Copy all records verbatim.

Provided records:
---*---

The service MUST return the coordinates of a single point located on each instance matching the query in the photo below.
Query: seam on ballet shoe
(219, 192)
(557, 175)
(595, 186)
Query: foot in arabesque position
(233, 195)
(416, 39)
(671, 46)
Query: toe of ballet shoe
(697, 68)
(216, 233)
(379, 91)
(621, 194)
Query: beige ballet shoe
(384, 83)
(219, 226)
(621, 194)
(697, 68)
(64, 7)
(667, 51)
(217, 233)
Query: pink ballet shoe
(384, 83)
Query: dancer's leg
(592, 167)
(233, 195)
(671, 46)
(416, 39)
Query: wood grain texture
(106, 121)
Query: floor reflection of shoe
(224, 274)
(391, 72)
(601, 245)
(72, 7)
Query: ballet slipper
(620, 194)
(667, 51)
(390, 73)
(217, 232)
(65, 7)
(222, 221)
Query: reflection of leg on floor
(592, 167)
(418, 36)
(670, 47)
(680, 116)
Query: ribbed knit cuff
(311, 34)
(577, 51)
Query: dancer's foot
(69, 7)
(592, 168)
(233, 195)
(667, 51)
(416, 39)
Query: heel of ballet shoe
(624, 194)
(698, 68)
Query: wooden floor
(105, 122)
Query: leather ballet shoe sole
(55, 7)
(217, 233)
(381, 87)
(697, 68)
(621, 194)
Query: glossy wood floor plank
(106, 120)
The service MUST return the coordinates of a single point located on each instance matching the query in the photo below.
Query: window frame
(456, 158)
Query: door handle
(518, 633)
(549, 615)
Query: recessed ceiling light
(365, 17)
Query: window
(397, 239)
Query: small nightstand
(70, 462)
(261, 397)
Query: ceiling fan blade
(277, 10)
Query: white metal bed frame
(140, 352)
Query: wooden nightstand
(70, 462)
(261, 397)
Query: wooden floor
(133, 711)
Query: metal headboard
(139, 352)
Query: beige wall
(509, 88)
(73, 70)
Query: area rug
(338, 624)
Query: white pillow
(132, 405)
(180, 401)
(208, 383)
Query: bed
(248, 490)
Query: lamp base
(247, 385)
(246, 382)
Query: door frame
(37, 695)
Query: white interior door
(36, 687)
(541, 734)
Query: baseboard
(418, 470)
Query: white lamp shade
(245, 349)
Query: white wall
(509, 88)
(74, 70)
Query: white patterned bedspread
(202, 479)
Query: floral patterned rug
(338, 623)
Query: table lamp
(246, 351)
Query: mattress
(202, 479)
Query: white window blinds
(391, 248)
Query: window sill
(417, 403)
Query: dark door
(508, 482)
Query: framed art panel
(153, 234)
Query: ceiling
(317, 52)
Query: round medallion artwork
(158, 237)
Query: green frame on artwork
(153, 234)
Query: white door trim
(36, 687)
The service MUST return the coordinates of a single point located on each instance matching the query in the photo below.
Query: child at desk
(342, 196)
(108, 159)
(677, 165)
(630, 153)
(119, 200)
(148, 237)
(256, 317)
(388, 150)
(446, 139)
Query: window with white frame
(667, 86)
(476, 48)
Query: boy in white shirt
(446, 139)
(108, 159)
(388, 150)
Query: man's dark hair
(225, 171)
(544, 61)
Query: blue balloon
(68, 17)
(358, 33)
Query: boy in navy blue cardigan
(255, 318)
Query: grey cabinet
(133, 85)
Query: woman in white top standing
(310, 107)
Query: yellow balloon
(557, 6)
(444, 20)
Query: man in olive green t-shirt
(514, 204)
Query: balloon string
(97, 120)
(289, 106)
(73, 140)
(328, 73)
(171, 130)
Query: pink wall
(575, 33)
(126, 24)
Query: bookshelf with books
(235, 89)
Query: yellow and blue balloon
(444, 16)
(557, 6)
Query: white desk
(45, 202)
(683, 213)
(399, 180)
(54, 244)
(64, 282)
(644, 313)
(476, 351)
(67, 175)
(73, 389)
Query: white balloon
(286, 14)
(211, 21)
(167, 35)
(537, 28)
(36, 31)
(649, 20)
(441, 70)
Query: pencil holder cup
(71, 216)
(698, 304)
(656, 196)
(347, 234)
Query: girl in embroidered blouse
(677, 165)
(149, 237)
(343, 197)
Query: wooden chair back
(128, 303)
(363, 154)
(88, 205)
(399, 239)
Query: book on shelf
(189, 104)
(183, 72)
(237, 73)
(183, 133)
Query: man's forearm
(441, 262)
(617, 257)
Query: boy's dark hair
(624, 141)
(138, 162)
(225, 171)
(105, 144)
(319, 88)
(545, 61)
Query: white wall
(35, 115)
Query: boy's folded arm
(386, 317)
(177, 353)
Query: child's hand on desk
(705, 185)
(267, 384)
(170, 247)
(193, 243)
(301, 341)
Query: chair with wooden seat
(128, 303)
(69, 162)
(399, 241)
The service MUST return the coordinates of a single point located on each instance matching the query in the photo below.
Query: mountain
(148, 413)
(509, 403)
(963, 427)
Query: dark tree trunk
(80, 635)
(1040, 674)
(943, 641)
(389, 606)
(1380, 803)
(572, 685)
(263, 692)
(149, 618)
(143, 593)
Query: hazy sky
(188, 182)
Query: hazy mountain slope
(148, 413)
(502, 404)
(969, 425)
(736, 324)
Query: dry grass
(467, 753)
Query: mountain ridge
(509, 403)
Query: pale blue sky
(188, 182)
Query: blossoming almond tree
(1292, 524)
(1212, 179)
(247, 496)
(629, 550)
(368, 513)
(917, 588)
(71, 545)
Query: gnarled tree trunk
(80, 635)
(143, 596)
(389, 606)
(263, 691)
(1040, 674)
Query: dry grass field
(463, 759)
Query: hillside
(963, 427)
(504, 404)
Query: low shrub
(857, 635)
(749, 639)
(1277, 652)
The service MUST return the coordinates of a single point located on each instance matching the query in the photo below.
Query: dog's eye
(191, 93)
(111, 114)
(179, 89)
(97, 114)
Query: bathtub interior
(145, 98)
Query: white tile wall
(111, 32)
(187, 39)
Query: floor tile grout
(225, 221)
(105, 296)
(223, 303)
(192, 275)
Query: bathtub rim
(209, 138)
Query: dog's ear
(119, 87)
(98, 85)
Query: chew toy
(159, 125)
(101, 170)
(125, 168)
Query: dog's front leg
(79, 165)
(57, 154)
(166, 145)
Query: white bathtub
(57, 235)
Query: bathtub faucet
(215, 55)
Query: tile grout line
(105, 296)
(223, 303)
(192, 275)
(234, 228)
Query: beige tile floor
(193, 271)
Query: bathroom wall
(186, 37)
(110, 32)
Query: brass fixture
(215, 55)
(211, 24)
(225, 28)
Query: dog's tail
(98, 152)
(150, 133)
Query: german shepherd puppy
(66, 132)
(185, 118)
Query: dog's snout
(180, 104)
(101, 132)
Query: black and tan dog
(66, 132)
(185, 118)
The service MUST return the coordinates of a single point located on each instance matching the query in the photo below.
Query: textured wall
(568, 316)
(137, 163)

---*---

The answer:
The service MUST return the coordinates of a single point located on each instance matching the query in the photo below.
Query: seam on ballet shoe
(219, 192)
(557, 175)
(595, 186)
Query: foot in arabesque position
(233, 195)
(416, 39)
(671, 46)
Query: toe of ballet shoe
(697, 68)
(216, 233)
(379, 91)
(621, 194)
Query: beige ballet shoe
(384, 83)
(219, 226)
(621, 194)
(697, 68)
(64, 7)
(667, 51)
(217, 233)
Query: pink ballet shoe
(384, 83)
Query: dancer's leg
(592, 167)
(233, 195)
(671, 46)
(416, 39)
Query: wood grain texture
(106, 121)
Query: floor reflection of shoe
(224, 274)
(391, 72)
(601, 245)
(72, 7)
Query: ballet slipper
(620, 194)
(667, 51)
(390, 73)
(217, 232)
(65, 7)
(222, 221)
Query: reflection of leg on floor
(592, 167)
(418, 36)
(670, 47)
(680, 116)
Query: ribbed knit cuff
(311, 34)
(577, 51)
Query: dancer's foot
(69, 7)
(592, 168)
(233, 195)
(667, 51)
(416, 39)
Query: heel of ballet shoe
(624, 194)
(698, 68)
Query: wooden floor
(105, 122)
Query: leather ballet shoe sole
(55, 7)
(217, 233)
(381, 87)
(697, 68)
(621, 194)
Query: glossy wood floor plank
(106, 120)
The service MUST return the coordinates of a single point located on each instance matching the query in the photo below.
Query: window frame
(456, 158)
Query: door handle
(518, 633)
(549, 615)
Query: recessed ceiling light
(365, 17)
Query: window
(397, 239)
Query: small nightstand
(70, 462)
(261, 397)
Query: ceiling fan blade
(277, 10)
Query: white metal bed frame
(140, 352)
Query: wooden nightstand
(70, 462)
(261, 397)
Query: wooden floor
(133, 711)
Query: metal headboard
(139, 352)
Query: beige wall
(509, 88)
(73, 70)
Query: area rug
(338, 624)
Query: white pillow
(132, 405)
(180, 401)
(208, 383)
Query: bed
(248, 490)
Query: lamp base
(247, 385)
(246, 382)
Query: door frame
(37, 695)
Query: white interior door
(36, 687)
(541, 734)
Query: baseboard
(418, 470)
Query: white lamp shade
(245, 349)
Query: white wall
(509, 88)
(74, 70)
Query: white patterned bedspread
(202, 479)
Query: floral patterned rug
(338, 623)
Query: table lamp
(246, 351)
Query: mattress
(202, 479)
Query: white window blinds
(391, 248)
Query: window sill
(417, 403)
Query: dark door
(508, 482)
Query: framed art panel
(153, 234)
Query: ceiling
(317, 52)
Query: round medallion artwork
(158, 237)
Query: green frame on artwork
(153, 234)
Query: white door trim
(36, 687)
The service MUST return the coordinates of a single point located on each instance matching the query in the photo below.
Query: child at desk
(342, 196)
(108, 159)
(677, 165)
(630, 153)
(119, 200)
(148, 237)
(256, 317)
(388, 150)
(446, 139)
Query: window with white frame
(667, 86)
(476, 48)
Query: boy in white shirt
(446, 139)
(108, 159)
(388, 150)
Query: man's dark hair
(225, 171)
(544, 61)
Query: blue balloon
(68, 17)
(358, 33)
Query: boy in navy blue cardigan
(255, 318)
Query: grey cabinet
(133, 85)
Query: woman in white top standing
(310, 107)
Query: yellow balloon
(557, 6)
(444, 20)
Query: man in olive green t-shirt
(514, 204)
Query: balloon string
(97, 120)
(289, 106)
(73, 140)
(328, 73)
(171, 130)
Query: pink wall
(575, 33)
(126, 24)
Query: bookshelf with books
(235, 89)
Query: yellow and blue balloon
(444, 16)
(557, 6)
Query: white desk
(45, 202)
(683, 213)
(399, 180)
(54, 244)
(64, 282)
(644, 313)
(476, 351)
(67, 175)
(73, 389)
Query: white balloon
(286, 14)
(211, 21)
(167, 35)
(537, 28)
(36, 31)
(649, 20)
(441, 70)
Query: pencil holder cup
(71, 216)
(698, 304)
(656, 196)
(347, 234)
Query: girl in embroidered blouse
(677, 165)
(149, 237)
(343, 197)
Query: wooden chair back
(128, 303)
(363, 154)
(88, 205)
(399, 239)
Query: book on shelf
(189, 104)
(183, 72)
(237, 73)
(183, 133)
Query: man's forearm
(441, 262)
(617, 257)
Query: boy's dark hair
(624, 141)
(138, 162)
(225, 171)
(105, 144)
(319, 88)
(545, 61)
Query: white wall
(35, 115)
Query: boy's folded arm
(386, 317)
(177, 353)
Query: child's hand on desk
(705, 185)
(267, 384)
(170, 247)
(193, 243)
(301, 341)
Query: chair with wooden seat
(128, 303)
(69, 162)
(399, 241)
The service MUST return the coordinates of a single point located on each instance matching the query in the photo below.
Query: mountain
(148, 413)
(509, 403)
(963, 427)
Query: dark tree trunk
(80, 635)
(1040, 674)
(943, 641)
(389, 606)
(1380, 803)
(572, 685)
(263, 692)
(149, 618)
(143, 593)
Query: hazy sky
(188, 182)
Query: hazy mountain slope
(148, 413)
(502, 404)
(969, 425)
(736, 324)
Query: dry grass
(467, 753)
Query: mountain ridge
(509, 403)
Query: pale blue sky
(188, 182)
Query: blossoming almond tree
(1292, 524)
(1212, 179)
(247, 496)
(629, 550)
(368, 513)
(917, 588)
(71, 545)
Query: gnarled tree trunk
(80, 635)
(143, 596)
(389, 606)
(263, 691)
(1040, 674)
Query: dry grass field
(463, 759)
Query: hillside
(963, 427)
(504, 404)
Query: low shrub
(857, 635)
(749, 639)
(1277, 652)
The service MUST return the coordinates of a single point located on each instance matching the query in the photo below.
Query: dog's eye
(191, 93)
(111, 114)
(179, 89)
(97, 114)
Query: bathtub interior
(145, 98)
Query: white tile wall
(111, 32)
(187, 39)
Query: floor tile grout
(225, 221)
(105, 296)
(223, 303)
(192, 275)
Query: bathtub rim
(209, 138)
Query: dog's ear
(119, 87)
(98, 85)
Query: chew toy
(159, 125)
(101, 170)
(125, 168)
Query: dog's front leg
(79, 165)
(57, 154)
(166, 145)
Query: white bathtub
(57, 235)
Query: bathtub faucet
(215, 55)
Query: tile grout line
(105, 296)
(223, 303)
(192, 275)
(234, 228)
Query: beige tile floor
(193, 271)
Query: bathroom wall
(186, 37)
(110, 32)
Query: brass fixture
(215, 55)
(211, 24)
(225, 28)
Query: dog's tail
(98, 152)
(150, 133)
Query: german shepherd puppy
(66, 132)
(185, 118)
Query: dog's snout
(180, 104)
(101, 132)
Query: black and tan dog
(66, 132)
(185, 118)
The service MUST return the coordinates of a single point located on each instance matching the query in the photo below.
Query: textured wall
(568, 316)
(137, 163)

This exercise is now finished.